### Stated exercise A
In the interview about life in Berlin, how long did the speaker spend in Tanzania between 2016 and 2017?
### Stated exercise B
List every country named in the interview about life in Berlin.

What do you think Berliners can do to be more progressive towards ethnic minorities?
I think this question is way bigger than just Berlin. It’s about a general understanding and the meaning of race and its history. If there would be an easy answer, I wish I could just tell you, I could say Berliners have to be more inclusive and open, but it’s way more complex than that. It’s about Germany’s long history that goes all the way back to Colonialism, Nationalism and the exoticisation of black people.
What piece of advice would you give to other black girls growing up in Berlin?
Growing up as a black girl in Berlin can be confusing. Finding your identity and loving your skin or hair in an environment, where the standard of beauty doesn’t represent you can be difficult. I would tell young black girls to find someone they can relate to – who will understand what they’re going through and teach them to embrace their own beauty and worth.
Would you ever consider leaving Berlin for the country of your familial heritage?
I spent almost seven months in my Dad’s home country of Tanzania between 2016 and 2017. I’ve always felt that it’s important for me to spend a longer period living with and having the experiences of that side of my family. Before then, I’d only ever visited my relatives for short amounts of time. It taught me a lot about myself, my culture and my family. It is obviously very different and I really appreciate the experience, but at the same time I realised that the freedom I have as a woman to move relatively free in Germany, is not a norm. I think that is one of the main reasons why I wouldn’t consider moving there.
Where did you spend your childhood before finding home in Berlin?
I didn’t grow up in Berlin, I spent my childhood in Ghana. I was only six when I moved to Germany. We moved to Düsseldorf in the West of the country where I stayed until I was seventeen, then I moved to Berlin.
Do you feel as if people of colour are treated fairly in Berlin?
To be honest, I find Berlin to be a great city for people of colour. It’s international. I don’t feel as if people look down on me here because I’m black. Of course, there are uneducated racists here as there are with anywhere else on the planet but you won’t necessarily come across them unless you go to the city limits.
Do you feel as if people don’t see past the colour of your skin at times, as if it is something that holds you back?

### Given data
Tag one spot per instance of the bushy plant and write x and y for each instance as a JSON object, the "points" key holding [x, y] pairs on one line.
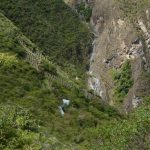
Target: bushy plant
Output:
{"points": [[123, 81]]}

### Result A
Almost seven months.

### Result B
Germany, Tanzania, Ghana